Quote precisely the final stretch of the listing: start at the line containing "Could you please indicate the pavement" and stop after the last line.

Rows from a pointing dataset
********************

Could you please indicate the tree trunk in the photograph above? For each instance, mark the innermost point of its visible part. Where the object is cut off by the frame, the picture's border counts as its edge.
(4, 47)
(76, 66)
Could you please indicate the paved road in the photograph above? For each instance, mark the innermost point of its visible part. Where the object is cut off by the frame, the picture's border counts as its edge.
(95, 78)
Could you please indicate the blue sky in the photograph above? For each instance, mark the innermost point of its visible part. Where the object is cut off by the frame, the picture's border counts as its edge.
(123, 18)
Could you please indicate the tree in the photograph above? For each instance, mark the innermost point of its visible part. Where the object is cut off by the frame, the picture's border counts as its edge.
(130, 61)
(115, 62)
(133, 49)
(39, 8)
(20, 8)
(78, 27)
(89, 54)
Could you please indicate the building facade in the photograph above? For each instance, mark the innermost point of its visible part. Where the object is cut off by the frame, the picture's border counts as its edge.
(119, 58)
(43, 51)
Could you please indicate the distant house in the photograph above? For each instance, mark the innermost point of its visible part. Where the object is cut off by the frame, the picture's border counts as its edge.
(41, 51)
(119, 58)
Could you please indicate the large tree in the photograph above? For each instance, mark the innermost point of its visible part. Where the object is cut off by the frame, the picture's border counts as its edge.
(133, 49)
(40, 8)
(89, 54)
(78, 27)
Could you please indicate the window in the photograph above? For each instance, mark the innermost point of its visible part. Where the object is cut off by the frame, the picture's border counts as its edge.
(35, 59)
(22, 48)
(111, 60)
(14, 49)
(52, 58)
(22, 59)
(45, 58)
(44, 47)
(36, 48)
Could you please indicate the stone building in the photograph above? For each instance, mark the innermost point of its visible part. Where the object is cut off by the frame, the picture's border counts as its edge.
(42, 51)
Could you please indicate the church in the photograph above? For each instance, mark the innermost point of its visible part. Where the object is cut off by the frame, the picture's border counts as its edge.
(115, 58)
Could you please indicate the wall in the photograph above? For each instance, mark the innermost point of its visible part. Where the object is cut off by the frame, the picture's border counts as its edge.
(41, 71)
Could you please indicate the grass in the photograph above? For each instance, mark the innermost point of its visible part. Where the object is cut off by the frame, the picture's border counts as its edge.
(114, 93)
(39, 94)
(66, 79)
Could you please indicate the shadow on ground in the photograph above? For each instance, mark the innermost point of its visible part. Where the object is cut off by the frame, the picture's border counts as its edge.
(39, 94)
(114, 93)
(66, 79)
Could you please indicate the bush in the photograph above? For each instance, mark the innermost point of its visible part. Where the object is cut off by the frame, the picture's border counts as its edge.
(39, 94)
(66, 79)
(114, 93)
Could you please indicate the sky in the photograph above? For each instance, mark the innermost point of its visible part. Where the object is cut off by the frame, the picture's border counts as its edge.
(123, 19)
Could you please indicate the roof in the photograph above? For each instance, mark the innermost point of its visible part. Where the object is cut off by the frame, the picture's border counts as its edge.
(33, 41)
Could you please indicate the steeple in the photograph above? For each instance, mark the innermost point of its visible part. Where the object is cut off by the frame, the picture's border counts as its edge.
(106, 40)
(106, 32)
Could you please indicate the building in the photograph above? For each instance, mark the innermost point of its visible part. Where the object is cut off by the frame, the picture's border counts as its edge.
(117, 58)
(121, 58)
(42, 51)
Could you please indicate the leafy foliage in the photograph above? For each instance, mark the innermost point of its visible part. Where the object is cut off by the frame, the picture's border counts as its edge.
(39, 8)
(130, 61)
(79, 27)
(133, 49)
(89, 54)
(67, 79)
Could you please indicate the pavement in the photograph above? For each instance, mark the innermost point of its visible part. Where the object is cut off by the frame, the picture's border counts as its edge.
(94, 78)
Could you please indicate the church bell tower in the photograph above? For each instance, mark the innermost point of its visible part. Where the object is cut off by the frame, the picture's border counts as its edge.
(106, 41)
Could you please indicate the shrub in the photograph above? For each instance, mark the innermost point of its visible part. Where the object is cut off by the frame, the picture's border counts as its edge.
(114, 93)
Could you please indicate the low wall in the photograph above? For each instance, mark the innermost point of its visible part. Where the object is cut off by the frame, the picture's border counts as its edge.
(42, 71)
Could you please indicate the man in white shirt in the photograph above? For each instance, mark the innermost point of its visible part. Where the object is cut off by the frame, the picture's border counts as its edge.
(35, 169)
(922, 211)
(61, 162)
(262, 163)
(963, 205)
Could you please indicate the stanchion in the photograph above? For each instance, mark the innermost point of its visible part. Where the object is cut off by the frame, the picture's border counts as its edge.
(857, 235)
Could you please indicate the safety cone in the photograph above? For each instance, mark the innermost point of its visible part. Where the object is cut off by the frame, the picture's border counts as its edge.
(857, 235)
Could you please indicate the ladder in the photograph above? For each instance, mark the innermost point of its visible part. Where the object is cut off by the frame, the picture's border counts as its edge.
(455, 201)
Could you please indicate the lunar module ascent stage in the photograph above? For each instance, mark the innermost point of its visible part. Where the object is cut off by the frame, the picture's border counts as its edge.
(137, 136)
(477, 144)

********************

== SOLUTION FOR THIS PROBLEM ==
Could you please indicate the pavement in the photograph above? For each instance, mark the innermost point of its visible part. Where the object is cut off by the frame, the picture's border counts as its edge.
(94, 78)
Could you please indicate the church bell tower in the photograph above? For each instance, mark the innermost point of its visible part. Where the object is cut off by the frame, the picture's border counts as its edge.
(106, 41)
Could you please indicate the shrub in the photograph above? For each instance, mark the innermost point of its visible part. Where the object is cut off by the frame, the picture's border counts as its edge.
(114, 93)
Could you please indicate the low wall in the photograph above? For each instance, mark the innermost point of its visible part. Where the object is cut off by the frame, the picture's border counts as its edge.
(42, 71)
Could you please indicate the man in white shirt in the photograph above? For each instance, mark the innermost point of its visible part. Where the object is cut off by the frame, the picture's border counts as its edge.
(35, 169)
(922, 211)
(61, 162)
(262, 163)
(963, 205)
Could you please indicate the stanchion in the photograph above? For each instance, mark the innermost point of its visible part. Where the object is cut off by the frame, the picture's border counts as its edge.
(857, 235)
Could you please indicate the safety cone in the photograph above? For each instance, mark the innermost point of its visible part. Where the object is cut off by the frame, the picture's border counts as its edge.
(857, 235)
Could you please indicate the ladder in the photograph above? For each instance, mark the innermost point of its visible part. Where the object is cut off by the frame, the picture's border counts as its edge.
(455, 201)
Could you please indicate the lunar module ascent stage in the photograph above? For each instance, mark the innermost point of its visible part. Where the object is cut off by the frame, the picture's border counts as its edge.
(137, 136)
(477, 144)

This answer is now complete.